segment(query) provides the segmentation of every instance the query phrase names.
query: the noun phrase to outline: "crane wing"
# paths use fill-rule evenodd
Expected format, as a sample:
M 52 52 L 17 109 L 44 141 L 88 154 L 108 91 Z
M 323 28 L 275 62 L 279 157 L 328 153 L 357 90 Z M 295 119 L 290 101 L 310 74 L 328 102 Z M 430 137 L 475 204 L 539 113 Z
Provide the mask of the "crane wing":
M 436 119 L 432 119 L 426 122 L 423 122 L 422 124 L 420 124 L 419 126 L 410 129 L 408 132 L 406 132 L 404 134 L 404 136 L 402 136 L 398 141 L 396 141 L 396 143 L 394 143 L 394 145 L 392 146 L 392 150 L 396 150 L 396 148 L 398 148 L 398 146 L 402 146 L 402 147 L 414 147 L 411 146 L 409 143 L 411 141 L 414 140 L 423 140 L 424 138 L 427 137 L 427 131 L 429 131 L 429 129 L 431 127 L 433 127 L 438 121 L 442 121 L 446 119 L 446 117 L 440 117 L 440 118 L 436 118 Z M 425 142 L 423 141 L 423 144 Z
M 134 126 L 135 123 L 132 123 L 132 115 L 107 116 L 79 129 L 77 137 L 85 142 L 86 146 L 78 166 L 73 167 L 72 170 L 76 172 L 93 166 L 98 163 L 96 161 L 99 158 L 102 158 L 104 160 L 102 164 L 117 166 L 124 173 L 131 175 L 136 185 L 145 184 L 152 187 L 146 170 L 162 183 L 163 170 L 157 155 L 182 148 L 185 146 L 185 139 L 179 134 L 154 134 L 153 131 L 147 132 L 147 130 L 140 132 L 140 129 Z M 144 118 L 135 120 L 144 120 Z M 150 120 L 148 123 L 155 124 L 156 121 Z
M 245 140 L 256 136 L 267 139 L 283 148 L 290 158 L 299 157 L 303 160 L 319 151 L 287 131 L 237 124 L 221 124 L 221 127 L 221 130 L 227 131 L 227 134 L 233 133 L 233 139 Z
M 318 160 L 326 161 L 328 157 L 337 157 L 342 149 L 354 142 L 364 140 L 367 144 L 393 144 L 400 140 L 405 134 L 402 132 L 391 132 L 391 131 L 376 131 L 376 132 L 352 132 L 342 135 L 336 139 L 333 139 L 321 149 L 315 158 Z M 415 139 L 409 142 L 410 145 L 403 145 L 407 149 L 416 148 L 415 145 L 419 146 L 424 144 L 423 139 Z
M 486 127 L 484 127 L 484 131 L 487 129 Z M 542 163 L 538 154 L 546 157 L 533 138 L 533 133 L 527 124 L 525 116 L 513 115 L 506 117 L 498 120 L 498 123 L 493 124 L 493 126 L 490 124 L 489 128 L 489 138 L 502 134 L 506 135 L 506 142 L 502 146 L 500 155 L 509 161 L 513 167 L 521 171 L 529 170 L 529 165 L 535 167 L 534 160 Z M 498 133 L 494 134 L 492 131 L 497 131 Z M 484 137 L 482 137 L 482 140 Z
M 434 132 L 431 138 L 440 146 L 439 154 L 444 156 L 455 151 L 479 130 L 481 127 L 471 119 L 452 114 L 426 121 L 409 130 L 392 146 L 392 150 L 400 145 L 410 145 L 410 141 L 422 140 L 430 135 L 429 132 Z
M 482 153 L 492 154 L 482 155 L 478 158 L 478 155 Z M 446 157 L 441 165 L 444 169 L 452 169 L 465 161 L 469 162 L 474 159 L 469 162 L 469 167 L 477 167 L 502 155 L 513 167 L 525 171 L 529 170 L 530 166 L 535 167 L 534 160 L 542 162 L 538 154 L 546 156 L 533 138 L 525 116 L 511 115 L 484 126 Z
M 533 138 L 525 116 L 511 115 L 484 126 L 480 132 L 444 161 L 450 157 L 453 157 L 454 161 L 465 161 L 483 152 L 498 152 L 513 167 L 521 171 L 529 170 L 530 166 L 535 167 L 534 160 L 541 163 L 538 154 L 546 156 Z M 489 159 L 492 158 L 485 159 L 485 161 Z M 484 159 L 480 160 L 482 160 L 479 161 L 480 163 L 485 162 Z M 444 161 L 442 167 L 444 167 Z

[Work to complete]
Give every record again, exactly as it appears.

[Output below]
segment(query) provides the segmentation of every instance the query phrase names.
query: the noun phrase to outline: "crane wing"
# paths use fill-rule evenodd
Expected format, as a sample:
M 52 52 L 17 109 L 44 141 L 88 154 L 108 91 Z
M 323 28 L 275 62 L 279 157 L 328 153 L 357 90 Z M 295 119 L 290 101 L 310 74 L 328 102 Z M 430 137 L 475 204 L 539 113 Z
Provide the mask of the "crane wing":
M 436 119 L 432 119 L 426 122 L 423 122 L 422 124 L 420 124 L 419 126 L 410 129 L 408 132 L 406 132 L 404 134 L 404 136 L 402 136 L 398 141 L 396 141 L 396 143 L 394 143 L 394 145 L 392 146 L 392 150 L 396 150 L 396 148 L 398 148 L 398 146 L 402 146 L 402 147 L 414 147 L 411 146 L 409 143 L 411 141 L 414 140 L 423 140 L 424 138 L 427 137 L 427 131 L 429 131 L 429 129 L 431 127 L 433 127 L 438 121 L 442 121 L 446 119 L 446 117 L 440 117 L 440 118 L 436 118 Z M 425 142 L 423 141 L 423 144 Z
M 134 126 L 135 123 L 132 123 L 132 115 L 107 116 L 79 129 L 77 137 L 85 142 L 86 146 L 78 166 L 73 167 L 72 170 L 76 172 L 93 166 L 98 163 L 96 161 L 99 158 L 102 158 L 104 160 L 102 164 L 117 166 L 124 173 L 131 175 L 136 185 L 145 184 L 152 187 L 146 170 L 162 183 L 163 170 L 157 155 L 182 148 L 185 146 L 185 139 L 179 134 L 154 134 L 153 131 L 147 132 L 147 130 L 140 132 L 140 129 Z M 144 118 L 135 120 L 144 120 Z M 150 120 L 148 123 L 155 124 L 156 121 Z
M 245 140 L 256 136 L 267 139 L 283 148 L 290 158 L 299 157 L 303 160 L 319 151 L 287 131 L 237 124 L 221 124 L 221 127 L 221 130 L 227 131 L 227 134 L 233 133 L 233 139 Z
M 318 160 L 326 161 L 328 157 L 337 157 L 342 149 L 354 142 L 364 140 L 367 144 L 393 144 L 400 140 L 405 134 L 402 132 L 391 132 L 391 131 L 376 131 L 376 132 L 352 132 L 342 135 L 336 139 L 333 139 L 321 149 L 315 158 Z M 415 139 L 409 142 L 410 145 L 403 145 L 407 149 L 416 148 L 415 145 L 419 146 L 424 144 L 423 139 Z
M 486 127 L 484 127 L 484 131 L 487 129 Z M 542 163 L 538 154 L 546 157 L 533 138 L 533 133 L 527 124 L 525 116 L 513 115 L 506 117 L 498 120 L 498 123 L 493 124 L 493 126 L 490 124 L 489 128 L 489 138 L 502 134 L 506 135 L 506 142 L 502 146 L 500 155 L 509 161 L 513 167 L 521 171 L 529 170 L 529 165 L 535 167 L 534 160 Z M 498 133 L 494 134 L 492 131 L 497 131 Z M 484 137 L 482 137 L 482 140 Z
M 434 132 L 431 138 L 440 146 L 439 154 L 444 156 L 455 151 L 479 130 L 481 127 L 471 119 L 452 114 L 426 121 L 409 130 L 392 146 L 392 150 L 400 145 L 410 145 L 410 141 L 422 140 L 430 135 L 429 132 Z
M 482 153 L 492 154 L 482 155 L 478 158 L 478 155 Z M 446 157 L 441 165 L 444 169 L 452 169 L 465 161 L 469 162 L 474 159 L 469 162 L 469 167 L 477 167 L 502 155 L 513 167 L 525 171 L 529 170 L 530 166 L 535 167 L 534 160 L 542 162 L 538 154 L 546 156 L 533 138 L 525 116 L 511 115 L 484 126 Z
M 533 138 L 525 116 L 511 115 L 484 126 L 480 132 L 444 161 L 450 157 L 453 157 L 454 161 L 465 161 L 483 152 L 498 152 L 513 167 L 521 171 L 529 170 L 530 166 L 535 167 L 534 160 L 541 163 L 538 154 L 546 156 Z M 489 159 L 492 158 L 485 159 L 485 161 Z M 484 159 L 480 160 L 482 160 L 479 161 L 480 163 L 485 162 Z M 444 161 L 442 167 L 444 167 Z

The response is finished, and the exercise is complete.